— To be done —
From the line containing "the green lawn" to the end of the listing, write out every line exactly; leave out everything else.

===============

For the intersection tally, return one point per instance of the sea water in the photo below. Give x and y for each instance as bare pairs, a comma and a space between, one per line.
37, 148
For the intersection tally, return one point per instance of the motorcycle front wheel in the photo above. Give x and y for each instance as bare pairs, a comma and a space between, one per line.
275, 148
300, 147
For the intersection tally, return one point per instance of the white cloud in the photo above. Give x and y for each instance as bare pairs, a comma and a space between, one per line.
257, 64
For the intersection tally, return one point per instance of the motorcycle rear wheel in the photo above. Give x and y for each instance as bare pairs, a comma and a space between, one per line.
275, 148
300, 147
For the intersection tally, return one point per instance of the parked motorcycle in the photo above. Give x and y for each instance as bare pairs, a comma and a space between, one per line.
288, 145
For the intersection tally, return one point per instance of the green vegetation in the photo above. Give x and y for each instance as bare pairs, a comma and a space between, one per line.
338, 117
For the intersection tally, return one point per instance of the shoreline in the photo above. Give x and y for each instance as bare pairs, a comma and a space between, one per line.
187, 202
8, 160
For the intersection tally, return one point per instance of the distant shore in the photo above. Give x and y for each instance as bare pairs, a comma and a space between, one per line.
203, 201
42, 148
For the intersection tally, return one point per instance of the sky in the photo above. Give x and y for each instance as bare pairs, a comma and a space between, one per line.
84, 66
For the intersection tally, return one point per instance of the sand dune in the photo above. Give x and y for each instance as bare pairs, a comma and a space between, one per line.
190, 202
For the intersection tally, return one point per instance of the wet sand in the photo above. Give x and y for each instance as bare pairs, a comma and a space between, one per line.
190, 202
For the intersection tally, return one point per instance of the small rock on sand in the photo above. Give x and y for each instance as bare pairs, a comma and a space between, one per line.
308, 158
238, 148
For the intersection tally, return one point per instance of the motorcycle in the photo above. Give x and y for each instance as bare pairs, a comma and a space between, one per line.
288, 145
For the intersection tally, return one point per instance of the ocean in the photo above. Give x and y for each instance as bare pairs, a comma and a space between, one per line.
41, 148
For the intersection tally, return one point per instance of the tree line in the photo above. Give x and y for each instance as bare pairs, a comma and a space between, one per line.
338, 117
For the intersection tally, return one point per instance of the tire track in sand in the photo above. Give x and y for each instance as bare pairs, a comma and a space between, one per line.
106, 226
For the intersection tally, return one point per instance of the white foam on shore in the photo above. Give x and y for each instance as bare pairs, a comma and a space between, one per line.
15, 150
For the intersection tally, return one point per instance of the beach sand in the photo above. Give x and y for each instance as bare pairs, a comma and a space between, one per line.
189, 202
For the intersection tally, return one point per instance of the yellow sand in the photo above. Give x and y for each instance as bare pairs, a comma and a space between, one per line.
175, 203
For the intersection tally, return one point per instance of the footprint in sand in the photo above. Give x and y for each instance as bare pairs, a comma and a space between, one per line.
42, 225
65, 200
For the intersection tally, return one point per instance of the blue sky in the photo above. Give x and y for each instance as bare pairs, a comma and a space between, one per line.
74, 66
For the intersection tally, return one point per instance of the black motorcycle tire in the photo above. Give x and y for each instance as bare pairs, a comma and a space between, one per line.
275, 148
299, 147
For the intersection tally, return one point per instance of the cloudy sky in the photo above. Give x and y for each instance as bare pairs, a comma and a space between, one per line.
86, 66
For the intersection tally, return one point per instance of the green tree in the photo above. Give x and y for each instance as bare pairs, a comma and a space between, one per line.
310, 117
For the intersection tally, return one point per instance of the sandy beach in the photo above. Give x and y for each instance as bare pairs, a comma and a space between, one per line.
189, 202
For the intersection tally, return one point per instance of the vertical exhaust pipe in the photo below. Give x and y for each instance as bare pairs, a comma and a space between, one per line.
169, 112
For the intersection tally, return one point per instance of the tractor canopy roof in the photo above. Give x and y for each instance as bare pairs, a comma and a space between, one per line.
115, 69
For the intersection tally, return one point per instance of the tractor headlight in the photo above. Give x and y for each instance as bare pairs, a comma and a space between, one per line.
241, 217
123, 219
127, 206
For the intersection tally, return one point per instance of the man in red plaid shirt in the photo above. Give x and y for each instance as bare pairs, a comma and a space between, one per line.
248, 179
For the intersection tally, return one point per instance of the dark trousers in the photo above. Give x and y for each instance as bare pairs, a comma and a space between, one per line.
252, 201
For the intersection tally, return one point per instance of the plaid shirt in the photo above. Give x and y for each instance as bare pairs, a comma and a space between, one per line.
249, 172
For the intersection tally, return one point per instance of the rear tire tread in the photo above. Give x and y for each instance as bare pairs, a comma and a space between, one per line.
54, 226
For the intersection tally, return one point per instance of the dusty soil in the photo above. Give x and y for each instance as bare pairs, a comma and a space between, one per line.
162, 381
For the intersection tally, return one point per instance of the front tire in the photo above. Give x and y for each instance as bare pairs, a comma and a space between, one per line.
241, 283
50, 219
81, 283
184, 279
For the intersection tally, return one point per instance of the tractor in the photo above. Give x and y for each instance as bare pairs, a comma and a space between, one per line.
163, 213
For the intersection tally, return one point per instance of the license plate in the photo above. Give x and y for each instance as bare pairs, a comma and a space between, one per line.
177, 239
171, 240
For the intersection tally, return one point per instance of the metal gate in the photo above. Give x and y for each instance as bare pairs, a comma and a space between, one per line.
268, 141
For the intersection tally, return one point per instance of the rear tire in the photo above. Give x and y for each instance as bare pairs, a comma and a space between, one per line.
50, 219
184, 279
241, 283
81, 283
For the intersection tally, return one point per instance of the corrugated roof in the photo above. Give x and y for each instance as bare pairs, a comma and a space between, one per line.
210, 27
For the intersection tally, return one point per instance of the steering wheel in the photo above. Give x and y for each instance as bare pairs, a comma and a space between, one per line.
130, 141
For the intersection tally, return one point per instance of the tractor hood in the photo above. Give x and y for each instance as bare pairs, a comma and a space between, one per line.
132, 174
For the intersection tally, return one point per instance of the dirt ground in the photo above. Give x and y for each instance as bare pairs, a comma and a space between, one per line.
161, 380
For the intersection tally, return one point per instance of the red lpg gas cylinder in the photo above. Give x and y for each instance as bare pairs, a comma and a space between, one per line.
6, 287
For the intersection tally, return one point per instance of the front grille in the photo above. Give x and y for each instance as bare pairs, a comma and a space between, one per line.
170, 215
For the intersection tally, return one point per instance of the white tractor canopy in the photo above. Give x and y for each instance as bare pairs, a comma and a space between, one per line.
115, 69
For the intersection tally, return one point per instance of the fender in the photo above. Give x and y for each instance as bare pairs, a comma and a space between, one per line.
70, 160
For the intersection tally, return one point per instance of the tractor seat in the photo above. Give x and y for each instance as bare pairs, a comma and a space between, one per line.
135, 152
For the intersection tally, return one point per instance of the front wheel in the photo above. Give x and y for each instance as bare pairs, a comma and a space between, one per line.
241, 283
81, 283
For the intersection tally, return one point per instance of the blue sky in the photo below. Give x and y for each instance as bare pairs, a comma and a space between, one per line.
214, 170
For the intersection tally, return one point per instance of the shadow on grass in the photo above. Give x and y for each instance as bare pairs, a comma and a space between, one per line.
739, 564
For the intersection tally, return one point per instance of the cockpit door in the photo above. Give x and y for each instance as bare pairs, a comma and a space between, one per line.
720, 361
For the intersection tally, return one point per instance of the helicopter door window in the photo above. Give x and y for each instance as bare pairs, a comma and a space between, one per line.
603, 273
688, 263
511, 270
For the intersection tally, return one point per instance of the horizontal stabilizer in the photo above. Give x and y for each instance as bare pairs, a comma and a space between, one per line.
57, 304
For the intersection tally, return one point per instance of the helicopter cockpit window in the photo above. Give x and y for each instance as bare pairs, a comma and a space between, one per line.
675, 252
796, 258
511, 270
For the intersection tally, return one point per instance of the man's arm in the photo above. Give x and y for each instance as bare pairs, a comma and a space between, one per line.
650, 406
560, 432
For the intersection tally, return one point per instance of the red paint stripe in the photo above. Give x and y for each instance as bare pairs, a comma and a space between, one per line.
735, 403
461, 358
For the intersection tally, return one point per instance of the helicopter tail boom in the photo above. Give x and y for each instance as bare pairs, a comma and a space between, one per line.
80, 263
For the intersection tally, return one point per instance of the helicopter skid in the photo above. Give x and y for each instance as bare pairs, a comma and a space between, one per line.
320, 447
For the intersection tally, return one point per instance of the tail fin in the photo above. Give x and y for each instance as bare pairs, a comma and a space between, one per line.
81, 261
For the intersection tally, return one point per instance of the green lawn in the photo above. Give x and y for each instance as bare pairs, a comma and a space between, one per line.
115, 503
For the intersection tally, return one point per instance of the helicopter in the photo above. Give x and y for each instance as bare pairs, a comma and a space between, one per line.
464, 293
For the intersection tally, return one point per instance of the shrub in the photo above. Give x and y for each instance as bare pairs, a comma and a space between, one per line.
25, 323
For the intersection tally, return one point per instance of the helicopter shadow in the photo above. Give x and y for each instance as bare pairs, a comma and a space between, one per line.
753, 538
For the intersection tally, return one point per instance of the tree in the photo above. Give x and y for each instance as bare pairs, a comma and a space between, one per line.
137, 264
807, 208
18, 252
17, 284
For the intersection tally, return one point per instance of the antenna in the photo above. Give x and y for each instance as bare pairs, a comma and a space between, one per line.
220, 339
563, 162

===============

— Correct output —
For the intersection tally, return one point per instance of the green lawn in the photo above. Give x and y for each instance as bare pairs, a comma and a space between, one per line.
115, 503
For the intersection tally, return one point per instance of the helicopter in the photo above. Give x and y for each instance as bare pairs, a comma and a space between, one per line.
464, 293
For the intersection tally, return one point per instance of the shrub in the photo above. Give x and y for each instance as bare pairs, a comma and a space between, one per line.
25, 323
For the intersection tally, return one point per instance of the helicopter shadow in the photo above. Give x and y for each instance as bare pairs, a comma and a space between, one per line.
753, 538
For the intersection tally, return one point per instance of the tree in the photo above. Give x and y for each instance as bare pairs, a comma and a space between, one per line.
137, 264
807, 208
18, 252
17, 284
For the intersection tally, return one point per instance of the antenna in the photo above. Give x and y for each instance as bare pairs, a comma and a space between, one per line.
220, 339
563, 162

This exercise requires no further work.